> [Written request]: Please render the lines from the one containing "Task: point out the woman's" through the one containing "[[256, 31]]", inclusive, as a JSON list of strings with one string per line, leaving out any blank lines.

> [Dataset]:
+---+
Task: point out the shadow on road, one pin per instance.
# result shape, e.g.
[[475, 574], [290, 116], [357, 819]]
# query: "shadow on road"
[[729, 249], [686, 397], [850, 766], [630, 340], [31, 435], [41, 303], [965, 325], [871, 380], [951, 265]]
+---+
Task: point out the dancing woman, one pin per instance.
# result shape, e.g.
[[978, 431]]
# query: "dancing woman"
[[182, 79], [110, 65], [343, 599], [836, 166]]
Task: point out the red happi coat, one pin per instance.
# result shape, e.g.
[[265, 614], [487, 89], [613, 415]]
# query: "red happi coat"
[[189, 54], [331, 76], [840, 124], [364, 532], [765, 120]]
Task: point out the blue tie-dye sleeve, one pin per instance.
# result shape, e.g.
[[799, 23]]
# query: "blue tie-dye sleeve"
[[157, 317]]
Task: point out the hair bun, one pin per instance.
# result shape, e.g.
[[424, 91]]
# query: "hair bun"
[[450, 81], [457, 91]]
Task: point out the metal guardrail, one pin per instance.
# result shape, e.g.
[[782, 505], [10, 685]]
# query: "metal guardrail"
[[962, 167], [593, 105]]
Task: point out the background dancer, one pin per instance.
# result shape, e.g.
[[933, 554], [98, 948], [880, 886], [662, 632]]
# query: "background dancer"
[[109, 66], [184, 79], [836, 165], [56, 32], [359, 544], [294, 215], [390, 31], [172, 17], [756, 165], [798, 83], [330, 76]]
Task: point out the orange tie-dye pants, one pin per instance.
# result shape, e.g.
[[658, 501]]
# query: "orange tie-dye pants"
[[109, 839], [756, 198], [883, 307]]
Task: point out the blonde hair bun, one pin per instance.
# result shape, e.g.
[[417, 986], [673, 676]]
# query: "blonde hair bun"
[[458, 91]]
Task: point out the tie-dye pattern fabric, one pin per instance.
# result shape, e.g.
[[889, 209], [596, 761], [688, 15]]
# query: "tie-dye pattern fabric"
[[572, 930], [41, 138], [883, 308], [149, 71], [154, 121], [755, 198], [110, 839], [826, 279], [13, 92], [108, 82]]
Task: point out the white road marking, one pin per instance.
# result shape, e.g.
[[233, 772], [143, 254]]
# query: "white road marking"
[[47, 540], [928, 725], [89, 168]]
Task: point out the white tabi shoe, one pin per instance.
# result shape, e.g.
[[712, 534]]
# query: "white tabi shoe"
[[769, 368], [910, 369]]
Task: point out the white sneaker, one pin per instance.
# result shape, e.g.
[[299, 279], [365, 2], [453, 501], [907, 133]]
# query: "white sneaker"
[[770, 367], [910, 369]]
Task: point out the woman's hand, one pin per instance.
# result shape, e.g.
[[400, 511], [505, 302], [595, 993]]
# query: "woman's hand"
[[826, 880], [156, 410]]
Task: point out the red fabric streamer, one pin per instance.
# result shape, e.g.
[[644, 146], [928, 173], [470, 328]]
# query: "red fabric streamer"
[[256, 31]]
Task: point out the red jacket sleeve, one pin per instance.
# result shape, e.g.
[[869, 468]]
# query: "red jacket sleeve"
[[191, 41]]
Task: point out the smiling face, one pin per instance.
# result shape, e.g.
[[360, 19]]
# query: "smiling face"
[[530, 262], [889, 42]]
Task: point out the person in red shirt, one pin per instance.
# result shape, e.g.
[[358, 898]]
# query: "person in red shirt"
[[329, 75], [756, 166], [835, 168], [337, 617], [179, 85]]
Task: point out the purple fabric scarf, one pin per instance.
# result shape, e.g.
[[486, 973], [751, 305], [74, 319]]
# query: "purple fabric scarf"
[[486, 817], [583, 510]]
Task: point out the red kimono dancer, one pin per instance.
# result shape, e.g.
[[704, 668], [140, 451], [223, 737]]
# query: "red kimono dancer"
+---+
> [Task output]:
[
  "Task: point out the woman's hand, one pin per instance.",
  "# result shape, e.g.",
  "[[400, 511], [505, 302], [595, 993]]",
  "# query: \"woman's hand\"",
  "[[826, 880], [156, 410]]",
  "Task: point out the red fabric streamer, one pin per instance.",
  "# result shape, e.g.",
  "[[644, 146], [928, 173], [470, 328]]",
  "# query: \"red fabric streamer\"",
  "[[256, 31]]"
]